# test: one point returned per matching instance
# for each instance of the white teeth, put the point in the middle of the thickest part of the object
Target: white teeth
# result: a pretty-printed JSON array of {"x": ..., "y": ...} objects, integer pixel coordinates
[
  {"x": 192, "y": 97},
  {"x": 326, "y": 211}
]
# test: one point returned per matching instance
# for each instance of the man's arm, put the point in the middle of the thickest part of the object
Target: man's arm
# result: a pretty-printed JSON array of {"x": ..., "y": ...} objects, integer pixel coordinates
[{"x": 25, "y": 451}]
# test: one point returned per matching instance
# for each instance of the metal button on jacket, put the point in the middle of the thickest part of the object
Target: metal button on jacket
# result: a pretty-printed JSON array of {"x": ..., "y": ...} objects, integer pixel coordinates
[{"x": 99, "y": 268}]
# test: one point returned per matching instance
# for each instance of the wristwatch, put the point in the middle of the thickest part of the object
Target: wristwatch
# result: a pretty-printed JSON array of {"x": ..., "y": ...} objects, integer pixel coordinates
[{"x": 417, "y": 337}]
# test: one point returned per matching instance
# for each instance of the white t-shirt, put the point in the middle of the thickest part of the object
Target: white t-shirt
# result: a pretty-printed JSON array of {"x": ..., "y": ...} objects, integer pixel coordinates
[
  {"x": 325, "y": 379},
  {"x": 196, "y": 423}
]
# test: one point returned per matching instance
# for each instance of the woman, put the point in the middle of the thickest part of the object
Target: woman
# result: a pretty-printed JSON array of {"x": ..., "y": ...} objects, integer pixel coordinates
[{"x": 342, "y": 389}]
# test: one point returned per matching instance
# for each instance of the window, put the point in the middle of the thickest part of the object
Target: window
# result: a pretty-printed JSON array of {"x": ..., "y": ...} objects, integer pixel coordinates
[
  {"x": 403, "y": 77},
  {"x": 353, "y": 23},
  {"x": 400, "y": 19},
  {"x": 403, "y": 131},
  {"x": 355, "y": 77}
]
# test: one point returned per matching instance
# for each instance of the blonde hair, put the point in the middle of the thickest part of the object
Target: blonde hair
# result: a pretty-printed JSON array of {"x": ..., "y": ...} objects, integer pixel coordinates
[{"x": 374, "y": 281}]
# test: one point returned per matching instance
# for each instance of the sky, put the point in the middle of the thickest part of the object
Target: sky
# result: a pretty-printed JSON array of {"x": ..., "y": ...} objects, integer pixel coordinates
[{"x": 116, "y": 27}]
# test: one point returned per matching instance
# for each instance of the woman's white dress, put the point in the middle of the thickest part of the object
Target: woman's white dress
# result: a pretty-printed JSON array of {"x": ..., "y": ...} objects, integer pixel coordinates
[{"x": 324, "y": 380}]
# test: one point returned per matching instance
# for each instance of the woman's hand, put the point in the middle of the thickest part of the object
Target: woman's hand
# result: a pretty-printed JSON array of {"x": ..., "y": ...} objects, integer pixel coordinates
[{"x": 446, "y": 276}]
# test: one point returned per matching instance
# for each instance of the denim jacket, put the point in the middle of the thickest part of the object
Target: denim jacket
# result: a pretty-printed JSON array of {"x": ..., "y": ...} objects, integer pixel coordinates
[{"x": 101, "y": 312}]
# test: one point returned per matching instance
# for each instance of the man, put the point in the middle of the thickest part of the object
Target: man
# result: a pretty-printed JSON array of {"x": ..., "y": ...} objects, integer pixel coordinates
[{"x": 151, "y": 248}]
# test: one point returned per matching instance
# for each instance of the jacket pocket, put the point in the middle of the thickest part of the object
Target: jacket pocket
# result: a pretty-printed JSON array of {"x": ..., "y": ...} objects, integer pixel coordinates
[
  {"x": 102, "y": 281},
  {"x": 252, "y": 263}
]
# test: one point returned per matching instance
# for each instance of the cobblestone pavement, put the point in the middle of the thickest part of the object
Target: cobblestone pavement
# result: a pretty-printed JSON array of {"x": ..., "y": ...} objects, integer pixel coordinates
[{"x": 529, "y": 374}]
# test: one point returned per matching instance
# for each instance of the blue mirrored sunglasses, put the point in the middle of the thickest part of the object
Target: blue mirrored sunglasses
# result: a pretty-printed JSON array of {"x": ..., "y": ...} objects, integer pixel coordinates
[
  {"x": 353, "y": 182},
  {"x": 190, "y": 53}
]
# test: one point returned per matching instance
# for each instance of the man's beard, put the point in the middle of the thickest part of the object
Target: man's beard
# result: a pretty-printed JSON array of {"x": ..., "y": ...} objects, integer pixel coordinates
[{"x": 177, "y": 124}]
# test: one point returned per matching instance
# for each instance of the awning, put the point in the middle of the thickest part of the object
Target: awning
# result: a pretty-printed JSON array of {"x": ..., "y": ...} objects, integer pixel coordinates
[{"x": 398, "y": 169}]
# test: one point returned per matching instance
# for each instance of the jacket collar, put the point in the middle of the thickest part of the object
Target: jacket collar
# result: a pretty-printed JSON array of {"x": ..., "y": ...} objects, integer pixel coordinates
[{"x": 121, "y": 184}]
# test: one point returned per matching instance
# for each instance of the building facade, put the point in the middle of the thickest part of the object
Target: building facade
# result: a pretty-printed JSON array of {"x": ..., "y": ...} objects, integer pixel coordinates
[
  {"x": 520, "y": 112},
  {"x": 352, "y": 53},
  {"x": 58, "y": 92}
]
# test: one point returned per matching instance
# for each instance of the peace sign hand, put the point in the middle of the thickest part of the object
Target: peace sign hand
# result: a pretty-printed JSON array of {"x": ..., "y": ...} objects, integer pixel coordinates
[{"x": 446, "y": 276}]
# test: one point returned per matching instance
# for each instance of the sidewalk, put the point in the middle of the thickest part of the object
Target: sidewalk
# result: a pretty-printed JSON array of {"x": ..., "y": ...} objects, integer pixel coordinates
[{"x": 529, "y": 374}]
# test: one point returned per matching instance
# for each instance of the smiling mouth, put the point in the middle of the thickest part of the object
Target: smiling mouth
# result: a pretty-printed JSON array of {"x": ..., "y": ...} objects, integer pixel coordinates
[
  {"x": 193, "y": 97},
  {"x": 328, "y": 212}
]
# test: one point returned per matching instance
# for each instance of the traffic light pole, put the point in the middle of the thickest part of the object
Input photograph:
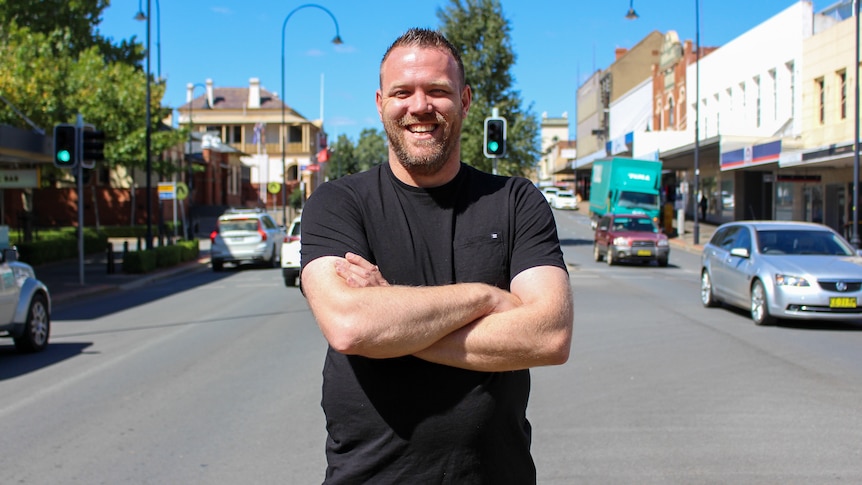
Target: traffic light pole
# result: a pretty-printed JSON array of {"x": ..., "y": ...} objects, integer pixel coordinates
[{"x": 79, "y": 175}]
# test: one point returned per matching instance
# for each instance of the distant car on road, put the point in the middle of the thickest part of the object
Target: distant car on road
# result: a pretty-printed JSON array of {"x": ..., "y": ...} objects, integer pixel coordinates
[
  {"x": 630, "y": 237},
  {"x": 246, "y": 235},
  {"x": 782, "y": 270},
  {"x": 565, "y": 199},
  {"x": 290, "y": 253},
  {"x": 25, "y": 304},
  {"x": 550, "y": 193}
]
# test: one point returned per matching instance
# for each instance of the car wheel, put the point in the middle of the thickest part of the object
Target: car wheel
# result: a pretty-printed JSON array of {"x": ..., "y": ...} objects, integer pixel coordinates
[
  {"x": 707, "y": 297},
  {"x": 759, "y": 306},
  {"x": 37, "y": 329}
]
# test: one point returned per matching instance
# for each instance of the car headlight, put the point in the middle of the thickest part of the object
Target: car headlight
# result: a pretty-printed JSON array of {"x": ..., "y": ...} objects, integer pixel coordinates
[
  {"x": 622, "y": 241},
  {"x": 790, "y": 280}
]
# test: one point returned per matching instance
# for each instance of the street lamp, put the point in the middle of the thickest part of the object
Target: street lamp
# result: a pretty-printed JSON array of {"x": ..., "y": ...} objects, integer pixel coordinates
[
  {"x": 148, "y": 133},
  {"x": 696, "y": 234},
  {"x": 336, "y": 40},
  {"x": 855, "y": 234},
  {"x": 631, "y": 14}
]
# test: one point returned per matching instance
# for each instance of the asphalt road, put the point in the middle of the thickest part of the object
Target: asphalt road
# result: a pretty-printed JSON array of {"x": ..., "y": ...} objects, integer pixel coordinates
[{"x": 213, "y": 378}]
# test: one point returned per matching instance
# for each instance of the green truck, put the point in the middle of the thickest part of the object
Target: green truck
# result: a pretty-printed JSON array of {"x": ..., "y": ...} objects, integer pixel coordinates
[{"x": 625, "y": 186}]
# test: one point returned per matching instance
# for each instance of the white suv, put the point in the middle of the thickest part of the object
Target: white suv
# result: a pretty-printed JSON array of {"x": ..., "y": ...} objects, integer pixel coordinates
[
  {"x": 246, "y": 235},
  {"x": 290, "y": 256}
]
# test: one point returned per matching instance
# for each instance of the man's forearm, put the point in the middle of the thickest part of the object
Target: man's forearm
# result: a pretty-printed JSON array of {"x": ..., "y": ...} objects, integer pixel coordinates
[{"x": 392, "y": 321}]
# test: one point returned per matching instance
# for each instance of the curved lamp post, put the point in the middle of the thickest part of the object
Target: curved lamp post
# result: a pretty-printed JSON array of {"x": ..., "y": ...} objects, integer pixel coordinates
[
  {"x": 148, "y": 134},
  {"x": 336, "y": 40}
]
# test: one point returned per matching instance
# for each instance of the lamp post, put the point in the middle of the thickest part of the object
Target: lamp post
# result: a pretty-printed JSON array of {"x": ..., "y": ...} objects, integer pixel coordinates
[
  {"x": 855, "y": 234},
  {"x": 336, "y": 40},
  {"x": 148, "y": 133},
  {"x": 696, "y": 233}
]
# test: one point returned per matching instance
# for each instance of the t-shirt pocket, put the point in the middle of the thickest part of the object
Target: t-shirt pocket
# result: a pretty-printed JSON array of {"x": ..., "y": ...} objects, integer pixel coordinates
[{"x": 481, "y": 258}]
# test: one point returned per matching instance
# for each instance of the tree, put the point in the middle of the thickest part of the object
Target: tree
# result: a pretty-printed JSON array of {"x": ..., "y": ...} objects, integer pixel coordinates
[
  {"x": 348, "y": 158},
  {"x": 478, "y": 29}
]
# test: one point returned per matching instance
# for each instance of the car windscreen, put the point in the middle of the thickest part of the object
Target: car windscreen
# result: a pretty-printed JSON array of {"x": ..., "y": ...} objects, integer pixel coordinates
[
  {"x": 637, "y": 199},
  {"x": 640, "y": 224},
  {"x": 801, "y": 242},
  {"x": 248, "y": 225}
]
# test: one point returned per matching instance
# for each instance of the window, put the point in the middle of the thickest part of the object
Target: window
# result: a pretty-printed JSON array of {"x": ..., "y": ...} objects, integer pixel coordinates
[
  {"x": 294, "y": 134},
  {"x": 774, "y": 76},
  {"x": 234, "y": 134},
  {"x": 791, "y": 69},
  {"x": 759, "y": 94},
  {"x": 820, "y": 90},
  {"x": 842, "y": 92},
  {"x": 671, "y": 118}
]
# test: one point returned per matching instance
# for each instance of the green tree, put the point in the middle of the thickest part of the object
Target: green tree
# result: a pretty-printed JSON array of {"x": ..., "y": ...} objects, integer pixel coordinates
[
  {"x": 73, "y": 23},
  {"x": 371, "y": 149},
  {"x": 478, "y": 29}
]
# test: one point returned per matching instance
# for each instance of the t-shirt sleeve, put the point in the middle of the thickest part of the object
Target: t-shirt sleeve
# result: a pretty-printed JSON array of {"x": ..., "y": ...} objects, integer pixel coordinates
[
  {"x": 536, "y": 242},
  {"x": 332, "y": 224}
]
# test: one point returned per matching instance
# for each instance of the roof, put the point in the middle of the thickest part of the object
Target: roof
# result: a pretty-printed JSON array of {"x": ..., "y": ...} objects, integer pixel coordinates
[{"x": 236, "y": 99}]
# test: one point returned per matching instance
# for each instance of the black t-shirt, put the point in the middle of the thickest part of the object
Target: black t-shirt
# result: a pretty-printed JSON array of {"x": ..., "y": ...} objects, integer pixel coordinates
[{"x": 406, "y": 420}]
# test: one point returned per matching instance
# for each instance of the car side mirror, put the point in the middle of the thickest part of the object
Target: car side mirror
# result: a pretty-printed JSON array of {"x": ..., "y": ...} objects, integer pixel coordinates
[{"x": 740, "y": 252}]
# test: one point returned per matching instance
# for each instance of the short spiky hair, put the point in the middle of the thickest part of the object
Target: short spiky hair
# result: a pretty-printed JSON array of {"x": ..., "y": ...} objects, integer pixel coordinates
[{"x": 425, "y": 38}]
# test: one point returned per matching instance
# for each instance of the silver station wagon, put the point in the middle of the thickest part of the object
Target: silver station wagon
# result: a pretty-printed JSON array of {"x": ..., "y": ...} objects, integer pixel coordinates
[{"x": 782, "y": 270}]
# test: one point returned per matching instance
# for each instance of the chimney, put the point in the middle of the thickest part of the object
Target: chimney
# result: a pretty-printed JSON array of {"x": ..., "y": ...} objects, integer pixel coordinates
[
  {"x": 254, "y": 92},
  {"x": 210, "y": 93}
]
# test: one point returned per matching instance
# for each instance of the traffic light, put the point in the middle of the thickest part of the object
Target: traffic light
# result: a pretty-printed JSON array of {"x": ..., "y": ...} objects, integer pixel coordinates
[
  {"x": 66, "y": 146},
  {"x": 495, "y": 137},
  {"x": 94, "y": 148}
]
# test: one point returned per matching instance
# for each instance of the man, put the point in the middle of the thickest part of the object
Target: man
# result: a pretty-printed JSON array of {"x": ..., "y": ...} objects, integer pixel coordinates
[{"x": 437, "y": 286}]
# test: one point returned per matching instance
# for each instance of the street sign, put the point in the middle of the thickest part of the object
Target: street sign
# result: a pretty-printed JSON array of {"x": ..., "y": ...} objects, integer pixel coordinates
[
  {"x": 182, "y": 191},
  {"x": 167, "y": 191}
]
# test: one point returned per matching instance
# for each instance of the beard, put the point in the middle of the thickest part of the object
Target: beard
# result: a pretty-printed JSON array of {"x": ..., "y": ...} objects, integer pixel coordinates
[{"x": 425, "y": 157}]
::::
How many lines of the material contain the string "road"? Answer with that number alone.

__WRITTEN ANSWER__
4